*What the exercise asks*:
Could you give the data below again, exactly and completely?
━━━━━━━━━━━━━━━━
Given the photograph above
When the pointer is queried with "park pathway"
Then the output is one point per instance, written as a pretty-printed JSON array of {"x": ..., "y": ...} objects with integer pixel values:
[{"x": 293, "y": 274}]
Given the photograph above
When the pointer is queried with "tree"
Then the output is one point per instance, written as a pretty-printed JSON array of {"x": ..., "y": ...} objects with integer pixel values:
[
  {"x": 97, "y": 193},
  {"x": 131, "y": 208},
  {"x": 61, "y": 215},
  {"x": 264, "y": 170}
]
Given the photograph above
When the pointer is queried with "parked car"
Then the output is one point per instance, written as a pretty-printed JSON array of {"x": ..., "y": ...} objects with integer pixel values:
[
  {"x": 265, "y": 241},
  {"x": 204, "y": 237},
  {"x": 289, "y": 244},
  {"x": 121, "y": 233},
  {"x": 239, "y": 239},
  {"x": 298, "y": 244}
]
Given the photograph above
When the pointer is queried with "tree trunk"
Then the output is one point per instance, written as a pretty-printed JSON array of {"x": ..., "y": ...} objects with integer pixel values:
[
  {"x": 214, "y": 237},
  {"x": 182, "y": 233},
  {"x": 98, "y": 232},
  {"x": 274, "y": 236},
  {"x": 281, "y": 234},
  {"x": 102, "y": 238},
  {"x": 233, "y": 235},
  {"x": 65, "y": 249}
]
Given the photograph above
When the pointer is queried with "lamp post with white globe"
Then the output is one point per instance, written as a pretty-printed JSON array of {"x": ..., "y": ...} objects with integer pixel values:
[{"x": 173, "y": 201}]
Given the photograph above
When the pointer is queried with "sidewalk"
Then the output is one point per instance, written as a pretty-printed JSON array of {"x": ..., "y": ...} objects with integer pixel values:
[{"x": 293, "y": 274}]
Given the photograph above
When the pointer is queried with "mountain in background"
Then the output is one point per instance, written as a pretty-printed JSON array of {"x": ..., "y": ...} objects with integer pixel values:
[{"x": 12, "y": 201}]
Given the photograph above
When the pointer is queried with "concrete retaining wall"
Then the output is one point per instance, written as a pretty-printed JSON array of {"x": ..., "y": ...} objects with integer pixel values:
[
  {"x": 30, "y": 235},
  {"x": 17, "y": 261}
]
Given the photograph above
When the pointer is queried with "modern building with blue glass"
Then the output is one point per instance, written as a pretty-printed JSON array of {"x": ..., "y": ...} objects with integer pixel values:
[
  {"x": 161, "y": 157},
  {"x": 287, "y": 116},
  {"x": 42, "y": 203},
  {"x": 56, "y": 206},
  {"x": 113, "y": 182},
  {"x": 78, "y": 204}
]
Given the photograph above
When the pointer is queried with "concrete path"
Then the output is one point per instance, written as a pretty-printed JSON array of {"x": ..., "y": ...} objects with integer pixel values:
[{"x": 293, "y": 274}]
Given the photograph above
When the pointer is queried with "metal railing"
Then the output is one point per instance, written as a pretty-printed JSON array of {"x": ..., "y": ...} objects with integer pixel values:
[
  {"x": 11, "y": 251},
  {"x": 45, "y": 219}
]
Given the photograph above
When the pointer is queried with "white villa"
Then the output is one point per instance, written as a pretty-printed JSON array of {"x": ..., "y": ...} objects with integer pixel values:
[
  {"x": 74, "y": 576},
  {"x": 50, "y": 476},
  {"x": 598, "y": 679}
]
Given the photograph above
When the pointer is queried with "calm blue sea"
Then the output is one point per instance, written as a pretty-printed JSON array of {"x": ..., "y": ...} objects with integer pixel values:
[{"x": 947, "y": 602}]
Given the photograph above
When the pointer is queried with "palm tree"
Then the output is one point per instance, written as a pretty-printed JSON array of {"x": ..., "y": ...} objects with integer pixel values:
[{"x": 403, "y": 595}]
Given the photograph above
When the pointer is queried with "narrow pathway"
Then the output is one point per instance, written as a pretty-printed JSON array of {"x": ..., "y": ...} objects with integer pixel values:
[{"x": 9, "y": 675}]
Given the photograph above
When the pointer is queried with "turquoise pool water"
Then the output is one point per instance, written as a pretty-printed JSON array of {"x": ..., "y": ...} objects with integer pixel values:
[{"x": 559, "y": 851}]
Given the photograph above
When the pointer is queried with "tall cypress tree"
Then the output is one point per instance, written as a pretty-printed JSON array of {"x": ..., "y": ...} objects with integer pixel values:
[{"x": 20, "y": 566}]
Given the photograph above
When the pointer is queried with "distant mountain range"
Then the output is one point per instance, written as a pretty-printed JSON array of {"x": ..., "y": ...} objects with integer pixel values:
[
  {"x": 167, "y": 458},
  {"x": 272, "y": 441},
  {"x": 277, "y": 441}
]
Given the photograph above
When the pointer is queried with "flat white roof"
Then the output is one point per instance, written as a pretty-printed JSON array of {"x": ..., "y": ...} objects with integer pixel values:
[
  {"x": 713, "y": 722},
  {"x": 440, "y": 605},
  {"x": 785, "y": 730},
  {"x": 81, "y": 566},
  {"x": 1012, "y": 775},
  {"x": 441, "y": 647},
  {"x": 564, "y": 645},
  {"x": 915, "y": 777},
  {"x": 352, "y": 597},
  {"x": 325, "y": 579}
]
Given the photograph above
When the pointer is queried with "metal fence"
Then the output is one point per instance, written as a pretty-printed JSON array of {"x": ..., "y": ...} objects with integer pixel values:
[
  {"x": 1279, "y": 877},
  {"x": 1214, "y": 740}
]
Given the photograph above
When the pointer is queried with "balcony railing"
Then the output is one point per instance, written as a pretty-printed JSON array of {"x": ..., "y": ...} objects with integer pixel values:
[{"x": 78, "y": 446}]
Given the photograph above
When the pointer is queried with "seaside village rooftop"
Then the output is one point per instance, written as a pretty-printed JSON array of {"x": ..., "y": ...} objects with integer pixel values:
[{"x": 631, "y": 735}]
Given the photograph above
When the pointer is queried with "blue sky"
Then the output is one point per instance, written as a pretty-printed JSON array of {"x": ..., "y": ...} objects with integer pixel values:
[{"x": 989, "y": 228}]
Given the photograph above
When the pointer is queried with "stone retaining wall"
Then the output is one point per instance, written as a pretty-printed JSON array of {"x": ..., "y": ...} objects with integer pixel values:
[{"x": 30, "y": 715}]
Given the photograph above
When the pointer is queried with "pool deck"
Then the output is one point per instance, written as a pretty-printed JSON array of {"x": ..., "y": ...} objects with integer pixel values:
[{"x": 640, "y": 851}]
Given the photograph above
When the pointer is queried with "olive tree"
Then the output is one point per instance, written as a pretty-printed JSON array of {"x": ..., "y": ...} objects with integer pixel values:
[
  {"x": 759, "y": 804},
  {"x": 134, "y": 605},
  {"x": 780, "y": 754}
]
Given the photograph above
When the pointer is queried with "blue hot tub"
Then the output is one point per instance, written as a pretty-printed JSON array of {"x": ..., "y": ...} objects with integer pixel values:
━━━━━━━━━━━━━━━━
*Result below*:
Given the photograph above
When the pointer is queried with "park pathway"
Then the output is one point per instance, written as a pretty-printed JSON array of {"x": ..., "y": ...} objects with integer pixel values:
[{"x": 293, "y": 274}]
Given the photograph above
When the pointer is queried with "tree"
Then the output is one point per instance, written as a pretty-printed JSON array of {"x": ..., "y": ...} objects with integer pixel values:
[
  {"x": 97, "y": 193},
  {"x": 131, "y": 208},
  {"x": 61, "y": 215},
  {"x": 264, "y": 170}
]
Given the photograph above
When the pointer is queried with "parked car"
Then the output is one point per instance, written as a pretty-printed JSON array of {"x": ..., "y": ...} objects with integer pixel values:
[
  {"x": 265, "y": 241},
  {"x": 204, "y": 237},
  {"x": 289, "y": 244},
  {"x": 121, "y": 233},
  {"x": 239, "y": 239},
  {"x": 298, "y": 244}
]
Given the photograph above
When the pointer is queried with "tree trunk"
Then the output is one point per instance, written as a pretty-printed JSON array of {"x": ..., "y": ...} objects with integer pixel values:
[
  {"x": 214, "y": 237},
  {"x": 182, "y": 233},
  {"x": 98, "y": 232},
  {"x": 274, "y": 236},
  {"x": 281, "y": 234},
  {"x": 102, "y": 238},
  {"x": 233, "y": 235},
  {"x": 65, "y": 249}
]
Given the photograph above
When the pointer is queried with "lamp post with white globe"
Then the output is one point per instance, written as a pretty-printed JSON array of {"x": ..., "y": ...} objects with integer pixel values:
[{"x": 173, "y": 201}]
Given the photograph above
When the pointer is queried with "sidewalk"
Then the output is one point per instance, written as a pretty-printed JSON array of {"x": ..., "y": ...} objects with integer pixel values:
[{"x": 293, "y": 274}]
Given the photograph above
When the pointer is queried with "mountain in background"
Then the output is one point per instance, written as a pretty-printed JSON array of {"x": ..., "y": ...} objects with integer pixel values:
[{"x": 12, "y": 201}]
Given the photograph above
When the pointer is queried with "concrete retaining wall"
Then the output is one point per instance, written as a pretty-printed JSON array of {"x": ..., "y": ...} objects with integer pixel values:
[
  {"x": 30, "y": 235},
  {"x": 17, "y": 261}
]
Given the photograph above
When the pointer is queried with "modern building with blue glass"
Then the output is one point per instance, written as a pretty-printed JSON array of {"x": ..., "y": ...} objects with integer pixel values:
[
  {"x": 161, "y": 157},
  {"x": 287, "y": 116},
  {"x": 42, "y": 203},
  {"x": 56, "y": 206},
  {"x": 113, "y": 182},
  {"x": 78, "y": 204}
]
Given the photograph above
When the pointer is queried with "concrete path"
Then the output is one point per instance, written as a pretty-printed JSON array of {"x": ..., "y": ...} objects with integer pixel values:
[{"x": 293, "y": 274}]
Given the photograph above
When the pointer is queried with "metal railing"
Then the output is one point per instance, written as a pretty-printed JSON array of {"x": ..., "y": ...} objects with integer pixel values:
[
  {"x": 11, "y": 251},
  {"x": 45, "y": 219}
]
Given the photograph above
When the pointer is queried with "white villa"
Then the output is one point per instance, written as a pretty-printed JSON array of {"x": ..., "y": ...} objects with integer pixel values:
[
  {"x": 74, "y": 576},
  {"x": 50, "y": 476},
  {"x": 598, "y": 679}
]
Given the photograph above
When the pointer is queried with "calm blue sea"
Then the output is one point per instance, written as a pretty-printed JSON array of {"x": ..., "y": ...} objects with integer pixel values:
[{"x": 947, "y": 602}]
Given the photograph above
When the pointer is queried with "palm tree"
Then the output is one point per instance, written as a pretty-printed JSON array of {"x": ..., "y": ...} objects with integer pixel values:
[{"x": 403, "y": 595}]
Given the photograph above
When the pointer is queried with "narrow pathway"
Then the output is one point per instance, written as a pretty-printed JSON array of {"x": ..., "y": ...} objects with integer pixel values:
[{"x": 9, "y": 675}]
Given the photograph above
When the pointer is queried with "turquoise pool water"
Then the output is one point per instance, written as a pretty-printed JSON array of {"x": ..., "y": ...} objects with integer pixel values:
[{"x": 559, "y": 851}]
Given the photograph above
When the pointer is queried with "tall cypress tree"
Then the output is one point per instance, written as a pretty-printed JSON array of {"x": ..., "y": ...} objects with integer pixel values:
[{"x": 20, "y": 566}]
Given the photograph above
When the pointer is queried with "distant mountain range"
Then the output is one point per instance, written as a pretty-printed JSON array of {"x": ..., "y": ...} objects with integer pixel values:
[
  {"x": 167, "y": 458},
  {"x": 272, "y": 441},
  {"x": 277, "y": 441}
]
Given the photograph above
When the pointer is queried with "flat white roof"
Then the output is one point per instance, written as a pretty-printed JSON array of {"x": ..., "y": ...} objects with integer pixel values:
[
  {"x": 713, "y": 722},
  {"x": 440, "y": 605},
  {"x": 785, "y": 730},
  {"x": 81, "y": 566},
  {"x": 1012, "y": 775},
  {"x": 441, "y": 647},
  {"x": 564, "y": 645},
  {"x": 915, "y": 777},
  {"x": 352, "y": 597},
  {"x": 325, "y": 579}
]
Given the photograph above
When the pointer is queried with "metal fence"
Then the output is one point per instance, written as a pretty-printed JSON array of {"x": ..., "y": ...} objects with integer pixel values:
[
  {"x": 1279, "y": 877},
  {"x": 1214, "y": 740}
]
Given the photograph above
When the pointer is queried with "balcony railing"
Then the output is one point per instance, written as a pretty-printed JSON array of {"x": ..., "y": ...} objects with integer pixel values:
[{"x": 78, "y": 446}]
Given the photograph above
When the pointer is queried with "seaside village rooftop"
Then the output is one point per instance, written as a pretty-printed JSON array of {"x": ..., "y": ...} objects with integer pixel values:
[{"x": 631, "y": 735}]
Given the photograph above
When the pointer is queried with "blue sky"
Then the output is one point per instance, written as a pretty-printed JSON array of {"x": ..., "y": ...} objects with integer pixel values:
[{"x": 989, "y": 228}]
Given the photograph above
When the pointer is queried with "stone retaining wall"
Then the output is one point per instance, written as a pretty-printed JSON array of {"x": ..., "y": ...} objects with integer pixel values:
[{"x": 30, "y": 715}]
Given the photograph above
When the pointer is queried with "pool deck"
Then the output is one point per instance, written as a pretty-printed JSON array of {"x": ..., "y": ...} objects with integer pixel values:
[{"x": 640, "y": 851}]
Given the photograph above
When the pointer is queried with "olive tree"
Then the output is one point per instance, written as a pretty-printed JSON array of {"x": ..., "y": ...} objects with integer pixel values:
[
  {"x": 759, "y": 804},
  {"x": 134, "y": 605},
  {"x": 780, "y": 754}
]
Given the photograph above
When the pointer is queried with "blue hot tub"
Then the output is one point per instance, written as a pretty-printed JSON array of {"x": ..., "y": ...} objects with integer pixel values:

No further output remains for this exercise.